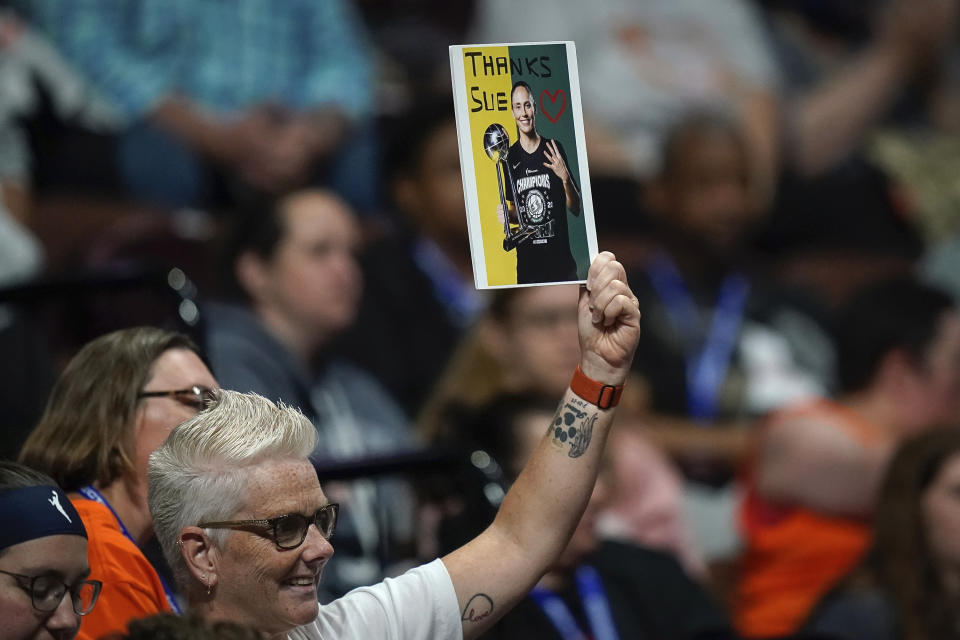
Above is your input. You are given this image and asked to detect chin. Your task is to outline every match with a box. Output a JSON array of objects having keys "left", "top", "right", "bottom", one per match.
[
  {"left": 297, "top": 601, "right": 320, "bottom": 624},
  {"left": 284, "top": 599, "right": 321, "bottom": 628}
]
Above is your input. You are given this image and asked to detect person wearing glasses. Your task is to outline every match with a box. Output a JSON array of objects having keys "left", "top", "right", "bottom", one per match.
[
  {"left": 148, "top": 252, "right": 641, "bottom": 639},
  {"left": 19, "top": 327, "right": 218, "bottom": 638},
  {"left": 0, "top": 460, "right": 101, "bottom": 639}
]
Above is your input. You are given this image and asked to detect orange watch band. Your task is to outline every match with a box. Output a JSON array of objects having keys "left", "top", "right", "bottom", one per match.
[{"left": 570, "top": 365, "right": 624, "bottom": 409}]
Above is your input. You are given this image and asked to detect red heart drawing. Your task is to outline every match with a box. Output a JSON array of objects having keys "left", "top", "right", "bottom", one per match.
[{"left": 539, "top": 89, "right": 567, "bottom": 123}]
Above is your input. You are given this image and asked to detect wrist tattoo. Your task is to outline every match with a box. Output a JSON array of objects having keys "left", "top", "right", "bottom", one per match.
[
  {"left": 548, "top": 397, "right": 597, "bottom": 459},
  {"left": 462, "top": 593, "right": 494, "bottom": 623}
]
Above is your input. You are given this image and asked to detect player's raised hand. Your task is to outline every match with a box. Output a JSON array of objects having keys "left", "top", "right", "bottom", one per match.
[
  {"left": 578, "top": 252, "right": 641, "bottom": 386},
  {"left": 543, "top": 139, "right": 571, "bottom": 184}
]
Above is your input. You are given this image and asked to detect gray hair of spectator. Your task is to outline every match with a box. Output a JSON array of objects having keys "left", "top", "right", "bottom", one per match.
[{"left": 147, "top": 389, "right": 316, "bottom": 590}]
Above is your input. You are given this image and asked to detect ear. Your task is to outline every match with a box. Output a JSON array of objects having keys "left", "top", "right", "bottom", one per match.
[
  {"left": 235, "top": 251, "right": 270, "bottom": 303},
  {"left": 179, "top": 526, "right": 220, "bottom": 590}
]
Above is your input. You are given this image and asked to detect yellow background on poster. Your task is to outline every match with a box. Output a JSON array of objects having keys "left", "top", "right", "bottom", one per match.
[{"left": 463, "top": 46, "right": 516, "bottom": 286}]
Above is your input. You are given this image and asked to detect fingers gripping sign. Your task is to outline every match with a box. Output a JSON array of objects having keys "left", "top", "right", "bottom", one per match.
[{"left": 578, "top": 251, "right": 642, "bottom": 388}]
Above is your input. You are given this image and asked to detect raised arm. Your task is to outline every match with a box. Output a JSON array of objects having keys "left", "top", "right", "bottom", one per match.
[
  {"left": 756, "top": 415, "right": 894, "bottom": 517},
  {"left": 441, "top": 251, "right": 641, "bottom": 639}
]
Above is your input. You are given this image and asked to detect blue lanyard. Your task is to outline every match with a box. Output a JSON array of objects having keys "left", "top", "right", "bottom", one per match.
[
  {"left": 412, "top": 236, "right": 483, "bottom": 328},
  {"left": 645, "top": 252, "right": 750, "bottom": 420},
  {"left": 530, "top": 566, "right": 620, "bottom": 640},
  {"left": 78, "top": 485, "right": 183, "bottom": 615}
]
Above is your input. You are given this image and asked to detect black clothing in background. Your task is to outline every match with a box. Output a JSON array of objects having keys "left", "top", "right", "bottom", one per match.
[{"left": 481, "top": 540, "right": 734, "bottom": 640}]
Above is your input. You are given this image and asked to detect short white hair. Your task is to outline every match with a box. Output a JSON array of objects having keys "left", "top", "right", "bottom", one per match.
[{"left": 147, "top": 390, "right": 316, "bottom": 589}]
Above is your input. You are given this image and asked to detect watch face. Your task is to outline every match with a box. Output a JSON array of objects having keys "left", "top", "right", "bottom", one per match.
[{"left": 524, "top": 189, "right": 547, "bottom": 224}]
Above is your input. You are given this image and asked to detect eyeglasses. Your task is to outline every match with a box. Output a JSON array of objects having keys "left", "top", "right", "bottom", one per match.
[
  {"left": 137, "top": 386, "right": 216, "bottom": 411},
  {"left": 0, "top": 569, "right": 101, "bottom": 615},
  {"left": 198, "top": 503, "right": 339, "bottom": 550}
]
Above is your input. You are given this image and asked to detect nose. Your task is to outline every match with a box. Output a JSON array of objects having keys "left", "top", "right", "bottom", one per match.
[
  {"left": 301, "top": 522, "right": 335, "bottom": 565},
  {"left": 46, "top": 592, "right": 80, "bottom": 636}
]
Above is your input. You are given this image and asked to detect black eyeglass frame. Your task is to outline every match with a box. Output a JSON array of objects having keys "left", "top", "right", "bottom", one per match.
[
  {"left": 137, "top": 385, "right": 216, "bottom": 410},
  {"left": 198, "top": 503, "right": 340, "bottom": 550},
  {"left": 0, "top": 568, "right": 102, "bottom": 615}
]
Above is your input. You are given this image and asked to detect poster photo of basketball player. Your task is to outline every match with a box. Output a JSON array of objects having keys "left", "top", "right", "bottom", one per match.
[{"left": 450, "top": 41, "right": 597, "bottom": 288}]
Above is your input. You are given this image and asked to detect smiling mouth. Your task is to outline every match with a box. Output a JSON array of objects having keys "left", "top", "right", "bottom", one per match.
[
  {"left": 285, "top": 577, "right": 315, "bottom": 587},
  {"left": 283, "top": 569, "right": 323, "bottom": 589}
]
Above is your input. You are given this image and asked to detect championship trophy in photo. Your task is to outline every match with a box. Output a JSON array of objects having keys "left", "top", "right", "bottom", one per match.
[{"left": 483, "top": 123, "right": 535, "bottom": 251}]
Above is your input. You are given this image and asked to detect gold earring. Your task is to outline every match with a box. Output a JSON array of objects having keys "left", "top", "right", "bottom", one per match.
[{"left": 204, "top": 575, "right": 212, "bottom": 596}]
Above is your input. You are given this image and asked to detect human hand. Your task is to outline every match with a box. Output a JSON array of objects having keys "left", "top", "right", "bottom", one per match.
[
  {"left": 245, "top": 119, "right": 315, "bottom": 191},
  {"left": 578, "top": 252, "right": 641, "bottom": 386},
  {"left": 543, "top": 139, "right": 570, "bottom": 184},
  {"left": 236, "top": 110, "right": 348, "bottom": 192},
  {"left": 497, "top": 203, "right": 506, "bottom": 226},
  {"left": 205, "top": 107, "right": 276, "bottom": 168},
  {"left": 216, "top": 107, "right": 312, "bottom": 192}
]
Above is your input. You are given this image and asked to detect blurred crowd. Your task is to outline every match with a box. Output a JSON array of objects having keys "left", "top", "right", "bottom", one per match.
[{"left": 3, "top": 0, "right": 960, "bottom": 638}]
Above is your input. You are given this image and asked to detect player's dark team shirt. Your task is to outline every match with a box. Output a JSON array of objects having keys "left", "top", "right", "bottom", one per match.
[{"left": 507, "top": 137, "right": 578, "bottom": 284}]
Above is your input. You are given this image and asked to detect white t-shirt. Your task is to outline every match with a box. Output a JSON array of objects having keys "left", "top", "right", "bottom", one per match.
[{"left": 288, "top": 559, "right": 463, "bottom": 640}]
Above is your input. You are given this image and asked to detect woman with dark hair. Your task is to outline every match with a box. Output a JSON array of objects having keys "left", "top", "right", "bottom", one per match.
[
  {"left": 806, "top": 427, "right": 960, "bottom": 639},
  {"left": 0, "top": 460, "right": 100, "bottom": 639}
]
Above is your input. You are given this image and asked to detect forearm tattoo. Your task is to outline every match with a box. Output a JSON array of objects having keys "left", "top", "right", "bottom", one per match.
[
  {"left": 462, "top": 593, "right": 494, "bottom": 623},
  {"left": 548, "top": 397, "right": 597, "bottom": 458}
]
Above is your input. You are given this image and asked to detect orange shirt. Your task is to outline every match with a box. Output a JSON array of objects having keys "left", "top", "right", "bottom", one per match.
[
  {"left": 735, "top": 399, "right": 883, "bottom": 639},
  {"left": 72, "top": 498, "right": 172, "bottom": 638}
]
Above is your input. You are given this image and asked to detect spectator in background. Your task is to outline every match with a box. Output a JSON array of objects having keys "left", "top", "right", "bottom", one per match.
[
  {"left": 752, "top": 0, "right": 958, "bottom": 307},
  {"left": 736, "top": 278, "right": 960, "bottom": 639},
  {"left": 18, "top": 327, "right": 218, "bottom": 638},
  {"left": 0, "top": 461, "right": 100, "bottom": 640},
  {"left": 14, "top": 0, "right": 378, "bottom": 213},
  {"left": 337, "top": 98, "right": 483, "bottom": 418},
  {"left": 435, "top": 393, "right": 732, "bottom": 640},
  {"left": 418, "top": 284, "right": 588, "bottom": 442},
  {"left": 804, "top": 428, "right": 960, "bottom": 640},
  {"left": 629, "top": 112, "right": 831, "bottom": 486},
  {"left": 204, "top": 189, "right": 419, "bottom": 599},
  {"left": 762, "top": 0, "right": 960, "bottom": 177}
]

WHAT TO DO
A verbatim copy of the lines from the one with "to detect spectator" to the end of the listing is the whole answer.

OUTPUT OF THE EXERCISE
Above is your input. You are given this image and asked to detect spectator in background. Your task is to outline every match with a box. Output a JSON array of objects having keys "left", "top", "right", "bottom", one per match.
[
  {"left": 752, "top": 0, "right": 958, "bottom": 307},
  {"left": 736, "top": 278, "right": 960, "bottom": 639},
  {"left": 18, "top": 327, "right": 218, "bottom": 638},
  {"left": 0, "top": 461, "right": 100, "bottom": 640},
  {"left": 14, "top": 0, "right": 378, "bottom": 213},
  {"left": 337, "top": 98, "right": 483, "bottom": 418},
  {"left": 435, "top": 393, "right": 732, "bottom": 640},
  {"left": 418, "top": 284, "right": 588, "bottom": 442},
  {"left": 804, "top": 428, "right": 960, "bottom": 640},
  {"left": 629, "top": 112, "right": 831, "bottom": 486},
  {"left": 204, "top": 189, "right": 419, "bottom": 599},
  {"left": 762, "top": 0, "right": 960, "bottom": 177}
]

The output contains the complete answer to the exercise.